Text excerpt:
•••

9. For ESC database restore, ensure that the ESC service is stopped before restoring the database; For ESC HA, execute in secondary VM first and then the primary VM.
# service keepalived stop
10. Check ESC service status and ensure that everything is stopped in both Primary and Secondary VMs for HA.
# escadm status
11. Execute the script in order to restore the database. As part of the restoration of the DB to the newly created ESC instance, the tool will also promote one of the instances to be a primary ESC, mount its DB folder to the DRBD device and will start the PostgreSQL database.
# /opt/cisco/esc/esc-scripts/esc_dbtool.py restore --file scp://<username>:<password>@<backup_vm_ip>:<filename>
12. Restart ESC service to complete the database restore.
13. For HA execute in both VMs, restart the keepalived service.
# service keepalived start
14. Once the VM is successfully restored and running; ensure all the syslog specific configuration is restored from the previous successful known backup. ensure it is restored in all the ESC VMs.

•••

Natural-language object grounding data
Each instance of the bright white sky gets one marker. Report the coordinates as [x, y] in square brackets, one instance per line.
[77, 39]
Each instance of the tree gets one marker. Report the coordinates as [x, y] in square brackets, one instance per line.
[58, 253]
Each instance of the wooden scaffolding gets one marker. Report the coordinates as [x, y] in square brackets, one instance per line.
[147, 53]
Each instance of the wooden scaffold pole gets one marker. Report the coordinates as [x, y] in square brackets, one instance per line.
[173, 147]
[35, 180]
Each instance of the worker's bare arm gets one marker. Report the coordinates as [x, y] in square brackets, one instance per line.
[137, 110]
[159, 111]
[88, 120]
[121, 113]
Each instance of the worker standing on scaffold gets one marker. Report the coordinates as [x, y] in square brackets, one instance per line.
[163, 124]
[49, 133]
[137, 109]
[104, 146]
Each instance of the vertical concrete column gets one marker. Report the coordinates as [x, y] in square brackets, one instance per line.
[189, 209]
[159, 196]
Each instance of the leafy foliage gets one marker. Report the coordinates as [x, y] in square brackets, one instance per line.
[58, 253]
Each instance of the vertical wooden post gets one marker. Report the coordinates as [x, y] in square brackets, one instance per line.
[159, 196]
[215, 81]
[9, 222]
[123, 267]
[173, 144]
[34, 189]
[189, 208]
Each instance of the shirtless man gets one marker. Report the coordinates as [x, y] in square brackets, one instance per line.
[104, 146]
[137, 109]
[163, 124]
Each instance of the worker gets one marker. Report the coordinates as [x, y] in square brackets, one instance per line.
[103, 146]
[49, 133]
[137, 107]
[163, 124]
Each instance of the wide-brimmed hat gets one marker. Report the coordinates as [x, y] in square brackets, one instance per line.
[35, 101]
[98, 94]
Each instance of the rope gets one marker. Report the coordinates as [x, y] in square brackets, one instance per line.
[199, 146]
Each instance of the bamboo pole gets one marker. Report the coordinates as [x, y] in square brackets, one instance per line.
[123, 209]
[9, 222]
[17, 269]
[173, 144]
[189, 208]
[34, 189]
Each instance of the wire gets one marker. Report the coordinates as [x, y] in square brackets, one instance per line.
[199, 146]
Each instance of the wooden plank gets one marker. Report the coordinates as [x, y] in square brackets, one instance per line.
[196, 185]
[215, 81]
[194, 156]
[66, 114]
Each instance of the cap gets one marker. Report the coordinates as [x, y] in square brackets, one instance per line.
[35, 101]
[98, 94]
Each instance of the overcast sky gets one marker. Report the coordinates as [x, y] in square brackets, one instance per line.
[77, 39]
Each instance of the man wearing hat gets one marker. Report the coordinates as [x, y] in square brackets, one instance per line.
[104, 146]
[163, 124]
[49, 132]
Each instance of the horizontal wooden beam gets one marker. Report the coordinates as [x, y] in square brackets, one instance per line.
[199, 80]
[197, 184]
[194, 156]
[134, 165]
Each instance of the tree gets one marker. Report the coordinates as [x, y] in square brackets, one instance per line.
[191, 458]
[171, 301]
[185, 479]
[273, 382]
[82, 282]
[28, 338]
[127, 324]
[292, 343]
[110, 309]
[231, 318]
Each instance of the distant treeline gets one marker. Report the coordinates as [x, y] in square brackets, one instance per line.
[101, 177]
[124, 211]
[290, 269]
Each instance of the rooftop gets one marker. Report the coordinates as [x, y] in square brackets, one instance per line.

•••

Required work:
• A. Based on the ESC database restore procedure, state whether each statement agrees with it: (i) The ESC service must be stopped before the database is restored. (ii) In an ESC HA setup, the keepalived service is stopped on the primary VM first. (iii) During restoration, the tool mounts the DB folder of the promoted instance to the DRBD device.
• B. According to the ESC database restore procedure, which database does the restore tool start after promoting an instance to primary ESC?
• C. Write the next part of the ESC database restore procedure, beginning after its final sentence.
This material comes from a separate source.

Results of the tasks:
• A.
(i) Yes: "ensure that the ESC service is stopped before restoring the database"
(ii) No: "execute in secondary VM first and then the primary VM"
(iii) Yes: "mount its DB folder to the DRBD device"

• B. The PostgreSQL database.

• C.
[admin@auto-test-vnfm2-esc-1 ~]$
[admin@auto-test-vnfm2-esc-1 ~]$ cd /etc/rsyslog.d
[admin@auto-test-vnfm2-esc-1 rsyslog.d]$ls /etc/rsyslog.d/00-escmanager.conf
00-escmanager.conf
[admin@auto-test-vnfm2-esc-1 rsyslog.d]$ls /etc/rsyslog.d/01-messages.conf
01-messages.conf
[admin@auto-test-vnfm2-esc-1 rsyslog.d]$ls /etc/rsyslog.d/02-mona.conf
02-mona.conf
[admin@auto-test-vnfm2-esc-1 rsyslog.d]$ls /etc/rsyslog.conf
rsyslog.conf
1. If EM VM is in None/Error state due to one or the other conditions, the user can follow the given sequence in order to recover the impacted EM VM.
2. ESC/VNFM is the component which monitors the EM VMs so in the case where EM is in the Error state, ESC will try to auto-recover the EM VM. For any reaso,n if ESC is unable to complete the recovery successfully, ESC will mark that VM in error state.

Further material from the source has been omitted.